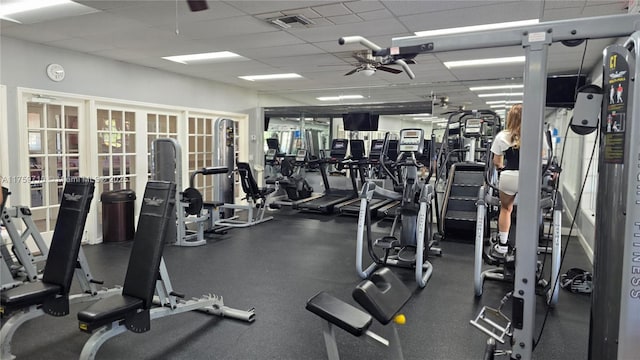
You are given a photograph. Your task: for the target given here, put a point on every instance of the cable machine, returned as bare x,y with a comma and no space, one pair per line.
535,40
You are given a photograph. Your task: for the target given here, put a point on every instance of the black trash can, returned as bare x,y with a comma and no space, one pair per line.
117,215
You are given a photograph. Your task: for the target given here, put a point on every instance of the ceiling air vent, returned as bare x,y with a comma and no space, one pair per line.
290,21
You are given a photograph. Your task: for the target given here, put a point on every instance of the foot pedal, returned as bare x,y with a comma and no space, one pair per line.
387,242
493,323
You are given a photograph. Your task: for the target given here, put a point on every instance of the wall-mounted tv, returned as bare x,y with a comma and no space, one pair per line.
360,121
561,90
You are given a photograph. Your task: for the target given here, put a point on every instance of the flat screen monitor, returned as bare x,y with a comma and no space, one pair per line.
360,121
561,90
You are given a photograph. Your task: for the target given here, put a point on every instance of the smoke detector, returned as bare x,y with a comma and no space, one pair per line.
290,21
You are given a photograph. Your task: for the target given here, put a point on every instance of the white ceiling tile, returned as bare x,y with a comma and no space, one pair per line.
257,40
259,7
281,51
224,27
372,28
400,8
307,12
345,19
331,10
479,15
364,6
562,4
607,9
80,44
375,15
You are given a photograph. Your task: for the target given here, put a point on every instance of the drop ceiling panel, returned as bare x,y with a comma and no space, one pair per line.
375,15
370,29
91,24
478,15
280,51
259,7
164,12
272,39
364,6
223,27
401,8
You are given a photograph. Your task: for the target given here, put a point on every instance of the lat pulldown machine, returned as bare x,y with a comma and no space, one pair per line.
535,40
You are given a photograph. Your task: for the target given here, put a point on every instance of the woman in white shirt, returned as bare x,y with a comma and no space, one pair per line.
506,158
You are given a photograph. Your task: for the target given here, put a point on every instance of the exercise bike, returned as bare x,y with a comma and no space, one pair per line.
410,239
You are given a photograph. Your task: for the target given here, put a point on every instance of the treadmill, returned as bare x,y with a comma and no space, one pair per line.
332,197
353,208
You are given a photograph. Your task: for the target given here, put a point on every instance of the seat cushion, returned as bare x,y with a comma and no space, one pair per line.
29,294
340,313
108,310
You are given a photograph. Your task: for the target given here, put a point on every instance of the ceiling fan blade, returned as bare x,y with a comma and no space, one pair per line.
389,69
352,72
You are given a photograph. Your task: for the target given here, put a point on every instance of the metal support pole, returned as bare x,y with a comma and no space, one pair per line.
536,47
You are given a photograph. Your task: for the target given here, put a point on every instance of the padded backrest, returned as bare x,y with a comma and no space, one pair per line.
383,295
249,184
144,262
67,235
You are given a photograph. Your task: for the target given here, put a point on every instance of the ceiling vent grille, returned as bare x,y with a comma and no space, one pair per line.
289,21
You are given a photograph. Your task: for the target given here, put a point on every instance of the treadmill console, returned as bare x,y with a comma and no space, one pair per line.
301,156
270,156
339,149
411,140
473,128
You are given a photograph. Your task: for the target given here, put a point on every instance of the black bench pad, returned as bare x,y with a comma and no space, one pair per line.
383,295
108,310
208,204
338,312
29,294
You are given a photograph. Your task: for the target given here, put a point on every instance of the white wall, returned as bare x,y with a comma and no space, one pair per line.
22,64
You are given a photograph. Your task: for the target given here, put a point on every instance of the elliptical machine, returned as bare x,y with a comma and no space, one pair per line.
410,238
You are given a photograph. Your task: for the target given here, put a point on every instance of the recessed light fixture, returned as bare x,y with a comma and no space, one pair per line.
34,11
484,62
501,94
270,77
496,87
203,57
474,28
340,97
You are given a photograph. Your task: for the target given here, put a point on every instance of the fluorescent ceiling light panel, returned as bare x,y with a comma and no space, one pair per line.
341,97
474,28
496,87
485,62
270,77
507,95
204,57
34,11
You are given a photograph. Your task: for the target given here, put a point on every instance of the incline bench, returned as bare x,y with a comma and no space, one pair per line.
382,296
51,295
146,274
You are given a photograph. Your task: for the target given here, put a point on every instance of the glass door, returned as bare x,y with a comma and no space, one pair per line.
53,156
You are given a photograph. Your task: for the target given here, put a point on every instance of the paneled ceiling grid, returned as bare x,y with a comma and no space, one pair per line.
141,32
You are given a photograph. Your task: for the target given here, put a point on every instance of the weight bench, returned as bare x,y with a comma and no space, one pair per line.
146,273
256,197
382,296
51,295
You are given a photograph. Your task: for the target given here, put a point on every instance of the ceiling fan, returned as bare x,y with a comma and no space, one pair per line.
369,64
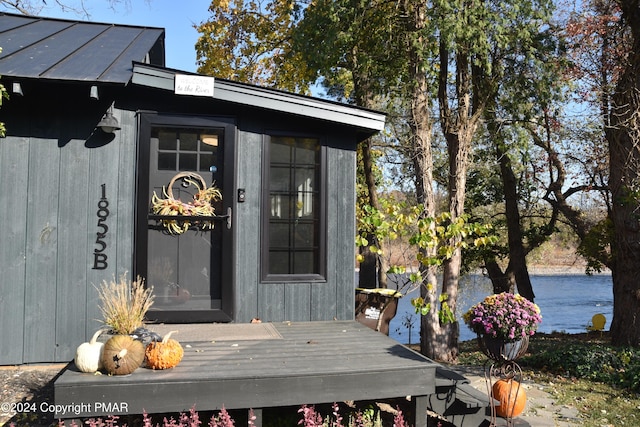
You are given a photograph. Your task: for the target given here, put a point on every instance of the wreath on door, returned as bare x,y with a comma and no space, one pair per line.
200,206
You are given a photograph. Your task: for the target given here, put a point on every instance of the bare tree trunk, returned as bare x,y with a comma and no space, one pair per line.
623,137
373,267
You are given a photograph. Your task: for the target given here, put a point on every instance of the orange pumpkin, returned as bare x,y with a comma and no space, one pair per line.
165,354
511,396
122,355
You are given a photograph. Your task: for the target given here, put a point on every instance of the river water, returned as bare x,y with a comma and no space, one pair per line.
567,302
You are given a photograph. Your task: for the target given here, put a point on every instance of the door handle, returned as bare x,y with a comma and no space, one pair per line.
229,212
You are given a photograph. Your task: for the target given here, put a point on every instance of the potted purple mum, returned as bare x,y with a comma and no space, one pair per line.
504,322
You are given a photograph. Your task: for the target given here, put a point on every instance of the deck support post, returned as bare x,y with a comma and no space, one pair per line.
257,414
421,405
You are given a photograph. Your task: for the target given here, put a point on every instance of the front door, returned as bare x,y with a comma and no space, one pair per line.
186,262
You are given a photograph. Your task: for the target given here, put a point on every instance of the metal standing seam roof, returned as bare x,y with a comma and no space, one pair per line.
45,48
55,49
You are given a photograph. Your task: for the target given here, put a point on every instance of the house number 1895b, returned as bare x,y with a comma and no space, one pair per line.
99,255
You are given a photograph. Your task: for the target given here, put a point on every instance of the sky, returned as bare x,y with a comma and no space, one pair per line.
176,17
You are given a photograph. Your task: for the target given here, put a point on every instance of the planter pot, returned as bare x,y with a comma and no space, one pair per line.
500,350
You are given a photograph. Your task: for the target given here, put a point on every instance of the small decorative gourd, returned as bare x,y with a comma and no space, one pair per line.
164,354
122,355
88,354
511,396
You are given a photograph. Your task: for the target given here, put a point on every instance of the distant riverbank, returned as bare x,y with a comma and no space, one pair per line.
567,301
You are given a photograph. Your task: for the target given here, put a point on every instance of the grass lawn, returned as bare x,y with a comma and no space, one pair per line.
583,371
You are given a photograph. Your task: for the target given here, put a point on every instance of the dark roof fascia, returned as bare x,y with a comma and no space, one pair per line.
270,99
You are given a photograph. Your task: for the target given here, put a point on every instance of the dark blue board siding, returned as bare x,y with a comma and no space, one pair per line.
343,238
14,155
50,189
333,299
42,246
246,227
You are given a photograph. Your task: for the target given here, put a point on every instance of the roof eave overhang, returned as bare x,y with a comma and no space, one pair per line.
367,121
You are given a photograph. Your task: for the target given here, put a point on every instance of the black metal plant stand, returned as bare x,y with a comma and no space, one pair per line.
502,366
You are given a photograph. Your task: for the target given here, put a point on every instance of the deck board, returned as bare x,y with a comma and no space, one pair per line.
313,362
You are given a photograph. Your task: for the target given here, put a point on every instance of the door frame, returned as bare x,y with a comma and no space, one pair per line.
147,120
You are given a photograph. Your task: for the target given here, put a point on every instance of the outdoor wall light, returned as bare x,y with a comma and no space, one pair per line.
109,124
17,88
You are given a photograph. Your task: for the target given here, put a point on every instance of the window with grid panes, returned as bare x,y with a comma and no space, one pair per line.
295,219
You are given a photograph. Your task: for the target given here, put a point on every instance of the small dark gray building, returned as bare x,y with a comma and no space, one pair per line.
75,200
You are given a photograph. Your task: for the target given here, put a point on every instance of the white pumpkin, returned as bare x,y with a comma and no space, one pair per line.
88,354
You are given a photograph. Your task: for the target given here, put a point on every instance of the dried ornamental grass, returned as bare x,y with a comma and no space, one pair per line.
124,304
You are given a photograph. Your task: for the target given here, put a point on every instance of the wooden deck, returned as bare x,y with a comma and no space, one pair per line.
301,363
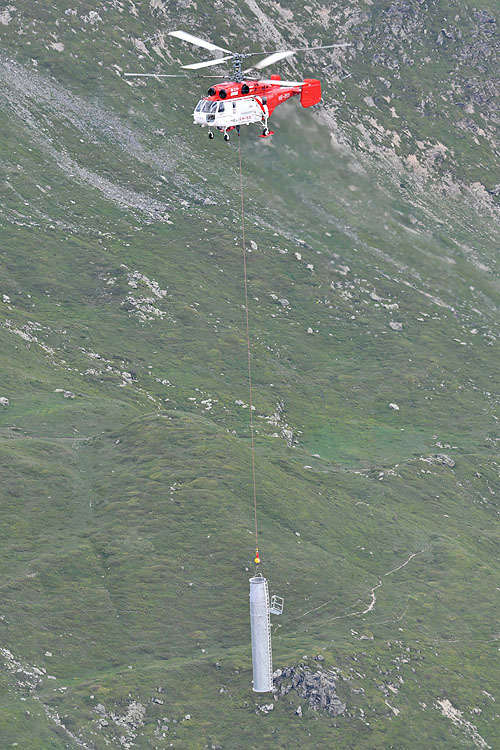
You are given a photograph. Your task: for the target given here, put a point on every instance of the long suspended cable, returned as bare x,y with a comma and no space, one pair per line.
249,356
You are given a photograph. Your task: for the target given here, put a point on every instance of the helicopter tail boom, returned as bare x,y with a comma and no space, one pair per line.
311,92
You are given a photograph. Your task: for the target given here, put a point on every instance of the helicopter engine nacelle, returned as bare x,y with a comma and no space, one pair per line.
311,92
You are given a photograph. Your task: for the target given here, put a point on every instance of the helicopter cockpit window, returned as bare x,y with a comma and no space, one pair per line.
210,107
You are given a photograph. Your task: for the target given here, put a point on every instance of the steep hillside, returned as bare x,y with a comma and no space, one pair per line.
373,232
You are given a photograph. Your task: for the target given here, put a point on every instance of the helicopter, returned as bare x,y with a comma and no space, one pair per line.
241,99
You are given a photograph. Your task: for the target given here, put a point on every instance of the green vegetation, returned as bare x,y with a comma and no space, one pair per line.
127,513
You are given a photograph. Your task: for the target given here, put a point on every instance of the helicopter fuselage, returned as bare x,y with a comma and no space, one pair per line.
230,105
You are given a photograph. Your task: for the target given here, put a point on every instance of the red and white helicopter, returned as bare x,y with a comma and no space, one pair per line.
244,100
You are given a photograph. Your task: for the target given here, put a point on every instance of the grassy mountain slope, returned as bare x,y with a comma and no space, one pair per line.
125,458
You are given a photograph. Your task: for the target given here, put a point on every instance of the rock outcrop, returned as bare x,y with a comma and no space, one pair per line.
318,688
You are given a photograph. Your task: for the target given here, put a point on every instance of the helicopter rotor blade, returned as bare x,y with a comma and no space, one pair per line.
167,75
282,54
275,57
281,83
196,40
206,63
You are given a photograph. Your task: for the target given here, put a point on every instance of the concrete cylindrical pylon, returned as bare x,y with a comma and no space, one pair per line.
262,658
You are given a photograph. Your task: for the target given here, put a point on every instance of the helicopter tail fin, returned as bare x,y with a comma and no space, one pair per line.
311,92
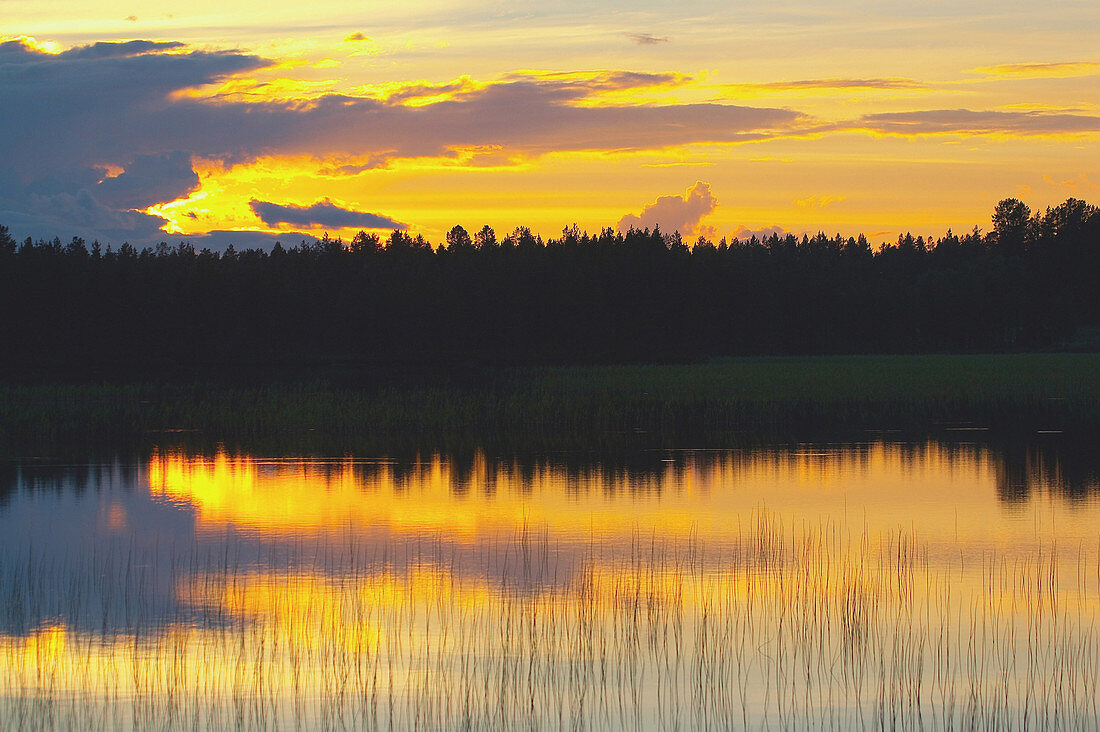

Exercise task - Find every line in the listing above that contains the word "treadmill" and copy each of those lines in full.

Written answer -
You are given a photograph. Your task: for the target given here, put a point on every instance of the treadmill, returned as bare x,y with a comma and no space, one pair per line.
You are given a photograph. Your task: for the target given here, put a point on every instance of the treadmill console, returned as bare x,y with a comma and no space, one pair per line.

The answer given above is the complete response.